■ INFORMATION PROVIDED:

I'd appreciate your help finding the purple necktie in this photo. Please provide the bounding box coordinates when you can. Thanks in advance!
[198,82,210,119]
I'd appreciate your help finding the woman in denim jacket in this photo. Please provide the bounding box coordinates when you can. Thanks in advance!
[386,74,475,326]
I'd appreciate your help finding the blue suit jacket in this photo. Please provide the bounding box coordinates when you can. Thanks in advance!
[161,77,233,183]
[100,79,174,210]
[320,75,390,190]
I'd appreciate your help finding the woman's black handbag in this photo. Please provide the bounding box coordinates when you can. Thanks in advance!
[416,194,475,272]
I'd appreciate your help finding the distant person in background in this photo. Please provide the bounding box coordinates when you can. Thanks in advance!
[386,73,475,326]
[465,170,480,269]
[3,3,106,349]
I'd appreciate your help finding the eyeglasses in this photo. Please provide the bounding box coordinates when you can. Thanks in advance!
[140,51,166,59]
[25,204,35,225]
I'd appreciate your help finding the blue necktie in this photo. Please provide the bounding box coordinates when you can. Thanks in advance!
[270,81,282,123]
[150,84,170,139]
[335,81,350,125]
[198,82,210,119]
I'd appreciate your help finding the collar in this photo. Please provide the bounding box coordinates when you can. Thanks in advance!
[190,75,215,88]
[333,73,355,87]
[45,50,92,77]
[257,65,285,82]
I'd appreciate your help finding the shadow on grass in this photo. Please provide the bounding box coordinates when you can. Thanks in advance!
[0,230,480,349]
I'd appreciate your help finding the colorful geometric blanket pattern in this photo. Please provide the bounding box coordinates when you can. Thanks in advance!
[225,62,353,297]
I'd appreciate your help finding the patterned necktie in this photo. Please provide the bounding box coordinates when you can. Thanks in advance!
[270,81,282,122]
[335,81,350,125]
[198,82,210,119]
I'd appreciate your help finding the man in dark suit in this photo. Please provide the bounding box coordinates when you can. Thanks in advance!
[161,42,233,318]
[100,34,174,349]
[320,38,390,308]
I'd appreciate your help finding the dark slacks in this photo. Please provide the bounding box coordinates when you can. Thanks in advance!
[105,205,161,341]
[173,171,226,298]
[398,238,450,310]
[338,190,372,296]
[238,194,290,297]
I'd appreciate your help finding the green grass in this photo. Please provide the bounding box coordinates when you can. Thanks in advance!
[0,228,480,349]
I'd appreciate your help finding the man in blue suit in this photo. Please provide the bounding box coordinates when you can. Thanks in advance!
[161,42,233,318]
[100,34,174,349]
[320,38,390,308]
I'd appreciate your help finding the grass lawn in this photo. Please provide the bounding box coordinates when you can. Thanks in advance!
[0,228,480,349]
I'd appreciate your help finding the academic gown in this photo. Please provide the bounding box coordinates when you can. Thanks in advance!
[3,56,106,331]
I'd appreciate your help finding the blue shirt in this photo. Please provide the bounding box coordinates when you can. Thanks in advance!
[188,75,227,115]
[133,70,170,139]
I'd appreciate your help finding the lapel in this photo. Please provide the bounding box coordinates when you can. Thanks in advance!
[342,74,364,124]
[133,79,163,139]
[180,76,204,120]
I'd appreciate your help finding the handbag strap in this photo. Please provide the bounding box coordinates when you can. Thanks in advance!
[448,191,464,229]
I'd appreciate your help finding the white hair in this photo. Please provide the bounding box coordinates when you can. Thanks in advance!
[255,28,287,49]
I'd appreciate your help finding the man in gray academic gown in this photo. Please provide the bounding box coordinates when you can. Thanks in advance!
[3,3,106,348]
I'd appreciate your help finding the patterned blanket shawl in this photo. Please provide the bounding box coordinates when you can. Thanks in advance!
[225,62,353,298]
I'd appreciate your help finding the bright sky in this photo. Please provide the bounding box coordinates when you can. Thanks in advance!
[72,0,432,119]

■ WHAT YOU WILL DO: Rewrite all the lines above with "bounding box coordinates" changed to "pixel coordinates" and nothing else altered.

■ ANSWER TO THIS PROBLEM:
I'd appreciate your help finding the purple necktie in this photo. Please provide the pixel coordinates when you can. Thanks in advance!
[198,82,210,119]
I'd appreciate your help finding the woman in denim jacket in this photo. Please provide the pixel coordinates when you can. Thanks in advance!
[386,74,475,326]
I'd appreciate your help finding the blue suit jacket in this photo. Please provide the pixel coordinates when you can. Thanks in advance!
[161,77,233,183]
[100,79,174,210]
[320,75,390,190]
I'd appreciate your help finding the woman's black handbag in this photo. Please provide the pixel coordinates when you can. Thanks in advance!
[416,194,475,272]
I'd appreciate your help finding the distant person in background in this photo. Please provide the pixel coordinates when you can. Thanks in advance!
[386,73,475,326]
[465,170,480,269]
[3,3,106,349]
I'd appreciate your help finding the eyeglasses in this photo. Please provide the pixel coordinates when you can. Thanks in advance!
[140,51,166,59]
[25,204,35,225]
I'd appreciate your help finding the blue necktie in this photo. Please provide the pixel coordinates when you can. Thanks in advance!
[270,81,282,123]
[150,84,170,139]
[335,81,350,125]
[198,82,210,119]
I'd appreciate your help finding the collar in this photo. Please provide the pixel coordinates when you can. Thanks in advance!
[190,75,215,88]
[333,73,355,87]
[45,50,92,77]
[257,65,285,82]
I'd appreciate your help finding the shadow on grass in this photo. Please provide the pixel coordinates when you can. Thanks in advance!
[0,230,480,349]
I'd appreciate your help finding the colorful geometric blanket pattern in this photo. Please provide the pixel coordinates when you can. Thanks in advance!
[225,62,353,297]
I'd appreciate your help finding the patterned necktie in this photo. Please provide the pixel coordinates when you can. Thanks in advance!
[270,81,282,122]
[335,81,350,125]
[198,82,210,119]
I'd appreciate your help finding the man in dark suit in this photo. Please provide the pixel coordinates when you can. Thanks in advance!
[161,42,233,318]
[100,34,174,349]
[320,38,390,308]
I'd appreciate your help finding the dark slacks in this photo. Please provide the pixel coordinates when you can. Thanks in advance!
[105,205,161,341]
[173,171,226,298]
[398,238,450,310]
[338,190,372,296]
[238,194,290,297]
I'd appreciate your help finding the green grass in this photo. Please provide the pixel coordinates when you can. Thanks in advance!
[0,228,480,349]
I'd appreciate your help finding the man in blue suit in this photo. Please provide the pixel coordinates when you can. Thanks in advance!
[161,42,233,318]
[100,34,174,349]
[320,38,390,308]
I'd appreciate your help finding the grass lawn in this photo. Please provide the pixel coordinates when you can. Thanks in advance!
[0,228,480,349]
I'd appreciate your help finding the academic gown in this photo. Please provide the pixel coordinates when you can. Thanks in advance!
[3,56,106,331]
I'd appreciate your help finding the blue shirt in this photo. Please provide the pixel coordinates when you can. Thanks in advance!
[188,75,227,115]
[133,70,170,139]
I'd appreciate your help finding the lapel in this photo. Please provide the pixel coordinates when you can. Thanks in advance!
[342,74,364,124]
[133,79,163,139]
[180,76,204,120]
I'd appreciate your help finding the handbag strap in this photo. Please provide the pixel coordinates when you can. Thanks in advance!
[448,191,464,229]
I'd appreciate your help finding the white hair in this photo. Please provide the pixel coordinates when you can. Thanks in advance!
[255,28,287,49]
I'd appreciate your help finding the man in gray academic gown in this photo. Please provide the pixel coordinates when you can. Thanks in advance!
[3,3,106,348]
I'd appreciate your help finding the patterned blanket shawl in this photo. Please provide the pixel coordinates when you can. Thanks in advance!
[225,62,353,298]
I'd appreciate your help finding the bright sky in this photo. Please provide the pixel coordinates when you can. Thanks in advance!
[72,0,432,119]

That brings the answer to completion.